#### Requirements
Reproduce the whole listing below line for line, with no changes.

#### Information given
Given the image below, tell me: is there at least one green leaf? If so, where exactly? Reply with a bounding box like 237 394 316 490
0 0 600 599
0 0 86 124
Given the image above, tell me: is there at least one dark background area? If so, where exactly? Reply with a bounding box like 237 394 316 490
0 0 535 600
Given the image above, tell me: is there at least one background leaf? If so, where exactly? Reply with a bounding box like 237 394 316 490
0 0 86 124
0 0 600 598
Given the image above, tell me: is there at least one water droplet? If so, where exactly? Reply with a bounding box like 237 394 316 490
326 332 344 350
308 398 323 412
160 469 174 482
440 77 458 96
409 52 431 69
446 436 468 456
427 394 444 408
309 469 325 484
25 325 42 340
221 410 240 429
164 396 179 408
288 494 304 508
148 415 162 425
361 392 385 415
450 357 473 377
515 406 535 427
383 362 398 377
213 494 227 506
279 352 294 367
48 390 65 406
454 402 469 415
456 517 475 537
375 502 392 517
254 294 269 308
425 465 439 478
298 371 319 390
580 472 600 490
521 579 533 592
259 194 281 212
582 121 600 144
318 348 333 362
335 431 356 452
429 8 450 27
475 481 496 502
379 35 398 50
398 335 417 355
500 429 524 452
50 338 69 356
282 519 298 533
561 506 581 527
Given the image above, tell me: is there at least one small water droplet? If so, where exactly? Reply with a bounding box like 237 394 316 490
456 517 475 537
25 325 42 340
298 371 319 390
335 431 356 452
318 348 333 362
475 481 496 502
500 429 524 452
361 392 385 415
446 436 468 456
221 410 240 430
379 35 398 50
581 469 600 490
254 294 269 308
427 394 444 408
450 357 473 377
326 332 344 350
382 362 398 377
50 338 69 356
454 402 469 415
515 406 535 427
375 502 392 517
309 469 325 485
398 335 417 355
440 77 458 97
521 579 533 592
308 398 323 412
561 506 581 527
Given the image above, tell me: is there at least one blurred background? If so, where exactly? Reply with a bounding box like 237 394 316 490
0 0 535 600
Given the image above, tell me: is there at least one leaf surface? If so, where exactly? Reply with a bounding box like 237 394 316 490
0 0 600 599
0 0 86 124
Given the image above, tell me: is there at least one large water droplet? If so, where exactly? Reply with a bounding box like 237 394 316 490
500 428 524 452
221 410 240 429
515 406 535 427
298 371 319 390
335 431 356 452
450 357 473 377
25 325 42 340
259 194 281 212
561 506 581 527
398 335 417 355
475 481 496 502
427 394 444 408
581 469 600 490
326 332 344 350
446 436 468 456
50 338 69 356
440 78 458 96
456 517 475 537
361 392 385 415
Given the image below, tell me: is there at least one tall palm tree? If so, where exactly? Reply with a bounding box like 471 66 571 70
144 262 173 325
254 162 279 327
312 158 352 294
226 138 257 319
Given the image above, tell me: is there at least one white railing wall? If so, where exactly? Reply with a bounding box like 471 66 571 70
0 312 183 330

#### Worked answer
Given the image below, tell me: is there at least one green leaf? If so, where exactly? Reply with a bounding box like 237 394 316 490
0 0 600 599
0 0 86 124
Given the image above, tell me: is there at least one dark background area? If so, where exactly? Reply with a bounding box like 237 394 316 490
0 0 535 600
Given the image above, tell me: is there at least one background leaf? If so, where exactly? Reply with a bounding box like 237 394 316 490
0 0 86 124
0 0 600 598
Given the image above, tell me: is there at least one water droplet? If so, where exactly? Reply with a bounding box like 237 394 316 490
326 332 344 350
308 398 323 412
160 469 174 482
440 77 458 96
409 52 431 69
446 436 468 456
427 394 444 408
309 469 325 484
25 325 42 340
221 410 240 429
164 396 179 408
288 494 304 508
148 415 162 425
361 392 385 415
450 357 473 377
515 406 535 427
383 362 398 377
213 494 227 506
279 352 294 367
48 390 65 406
454 402 469 415
456 517 475 537
375 502 392 517
254 294 269 308
425 465 439 478
298 371 319 390
580 472 600 490
521 579 533 592
259 194 281 212
582 121 600 144
318 348 333 362
335 431 356 452
429 8 450 27
475 481 496 502
379 35 398 50
398 335 417 355
500 429 524 452
50 338 69 356
282 519 298 533
561 506 581 527
Given the image above, tell me: is there at least one small water droplet? If so, where exactly? Reply with a bounding box like 237 394 316 490
456 517 475 537
25 325 42 340
298 371 319 390
335 431 356 452
318 348 333 362
475 481 496 502
500 429 524 452
361 392 385 415
446 436 468 456
221 410 240 430
379 35 398 50
581 469 600 490
254 294 269 308
427 394 444 408
450 357 473 377
326 332 344 350
382 362 398 377
50 338 69 356
454 402 469 415
515 406 535 427
375 502 392 517
309 469 325 485
398 335 417 355
440 77 458 97
521 579 533 592
308 398 323 412
561 506 581 527
Given the image above, tell me: is there at least one blurred background? If so, where exactly? Reply with a bounding box like 237 394 316 490
0 0 535 600
Given the image above, tell me: is there at least one leaf surface? If so, where exactly? Reply with a bounding box like 237 394 316 490
0 0 600 599
0 0 86 124
Given the image above, tell me: is there at least one large water droplet? If so, where exactly? Reply with a bounding box like 237 394 316 490
500 428 524 452
221 410 240 429
515 406 535 427
298 371 319 390
335 431 356 452
450 357 473 377
25 325 42 340
259 194 281 212
561 506 581 527
398 335 417 355
475 481 496 502
427 394 444 408
581 469 600 490
326 332 344 350
446 436 468 456
50 338 69 356
440 78 458 96
456 517 475 537
361 392 385 415
Given the image below, tell me: is there at least one tall palm tree? If so, where exactly? Reply with a bounding box like 471 66 571 70
144 262 173 325
254 162 279 327
312 158 352 294
226 138 257 319
Given the image above, tell me: is there at least one white railing wall? If so, where exactly? Reply with a bounding box like 471 66 571 70
0 312 183 330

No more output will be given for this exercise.